**TRY IT:**
Check each line of the listing for the string "privacy", count the lines that have it, and answer with that number only.

**SUPPLIED DATA:**
[Start of Attachment]
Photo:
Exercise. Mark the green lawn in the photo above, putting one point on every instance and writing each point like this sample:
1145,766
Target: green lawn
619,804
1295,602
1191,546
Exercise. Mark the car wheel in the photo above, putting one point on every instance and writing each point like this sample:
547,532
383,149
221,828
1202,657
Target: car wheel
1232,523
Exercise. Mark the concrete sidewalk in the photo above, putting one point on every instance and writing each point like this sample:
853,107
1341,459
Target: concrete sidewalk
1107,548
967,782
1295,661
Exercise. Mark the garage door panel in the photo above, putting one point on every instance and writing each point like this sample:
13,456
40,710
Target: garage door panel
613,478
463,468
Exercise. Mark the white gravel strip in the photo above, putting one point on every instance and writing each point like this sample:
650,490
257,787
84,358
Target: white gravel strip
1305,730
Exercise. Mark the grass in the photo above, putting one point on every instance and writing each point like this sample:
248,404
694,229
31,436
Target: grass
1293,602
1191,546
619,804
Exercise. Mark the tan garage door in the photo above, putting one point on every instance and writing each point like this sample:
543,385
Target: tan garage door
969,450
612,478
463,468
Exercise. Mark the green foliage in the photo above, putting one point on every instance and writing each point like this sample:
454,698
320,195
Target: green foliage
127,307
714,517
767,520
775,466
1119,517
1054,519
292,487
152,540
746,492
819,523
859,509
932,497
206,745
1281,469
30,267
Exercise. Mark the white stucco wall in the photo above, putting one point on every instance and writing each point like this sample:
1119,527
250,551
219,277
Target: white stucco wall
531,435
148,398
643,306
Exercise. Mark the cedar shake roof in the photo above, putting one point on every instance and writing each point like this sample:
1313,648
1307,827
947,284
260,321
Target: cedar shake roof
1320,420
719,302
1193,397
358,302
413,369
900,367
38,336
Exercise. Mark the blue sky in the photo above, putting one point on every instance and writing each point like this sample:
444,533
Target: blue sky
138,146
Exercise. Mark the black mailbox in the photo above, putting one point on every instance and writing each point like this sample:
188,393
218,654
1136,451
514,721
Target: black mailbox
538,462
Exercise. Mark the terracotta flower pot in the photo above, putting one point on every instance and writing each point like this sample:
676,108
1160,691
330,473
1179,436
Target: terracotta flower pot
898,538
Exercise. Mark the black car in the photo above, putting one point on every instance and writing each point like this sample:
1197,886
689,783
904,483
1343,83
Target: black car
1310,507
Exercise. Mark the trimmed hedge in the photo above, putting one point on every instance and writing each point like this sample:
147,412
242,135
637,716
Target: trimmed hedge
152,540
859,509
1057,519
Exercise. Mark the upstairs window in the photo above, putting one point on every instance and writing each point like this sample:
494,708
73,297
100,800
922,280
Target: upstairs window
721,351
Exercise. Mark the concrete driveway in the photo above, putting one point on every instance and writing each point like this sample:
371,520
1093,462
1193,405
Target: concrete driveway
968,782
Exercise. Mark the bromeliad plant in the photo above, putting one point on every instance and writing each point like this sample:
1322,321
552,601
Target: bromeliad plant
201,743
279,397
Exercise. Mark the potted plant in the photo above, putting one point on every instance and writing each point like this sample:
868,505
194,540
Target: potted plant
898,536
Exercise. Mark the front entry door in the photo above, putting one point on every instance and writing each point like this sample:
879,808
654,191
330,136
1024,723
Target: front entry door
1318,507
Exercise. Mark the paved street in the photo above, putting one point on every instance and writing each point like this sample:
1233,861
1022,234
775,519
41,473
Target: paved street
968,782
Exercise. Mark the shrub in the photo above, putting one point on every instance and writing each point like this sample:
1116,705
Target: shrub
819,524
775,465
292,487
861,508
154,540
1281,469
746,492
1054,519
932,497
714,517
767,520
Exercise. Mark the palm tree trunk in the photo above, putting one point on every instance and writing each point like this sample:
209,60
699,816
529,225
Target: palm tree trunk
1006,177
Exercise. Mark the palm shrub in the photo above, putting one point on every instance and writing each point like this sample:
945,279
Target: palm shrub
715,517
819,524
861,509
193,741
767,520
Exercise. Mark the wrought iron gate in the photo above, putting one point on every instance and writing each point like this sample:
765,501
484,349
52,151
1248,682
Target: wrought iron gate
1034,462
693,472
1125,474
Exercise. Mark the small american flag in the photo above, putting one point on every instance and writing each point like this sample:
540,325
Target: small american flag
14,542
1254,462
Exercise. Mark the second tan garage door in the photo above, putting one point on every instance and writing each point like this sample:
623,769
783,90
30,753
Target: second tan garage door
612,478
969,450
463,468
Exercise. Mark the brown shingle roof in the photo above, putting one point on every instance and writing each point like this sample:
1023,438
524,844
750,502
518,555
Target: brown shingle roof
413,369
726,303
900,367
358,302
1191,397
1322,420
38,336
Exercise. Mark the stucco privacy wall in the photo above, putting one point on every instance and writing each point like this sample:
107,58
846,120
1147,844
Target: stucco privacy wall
[End of Attachment]
**ANSWER:**
2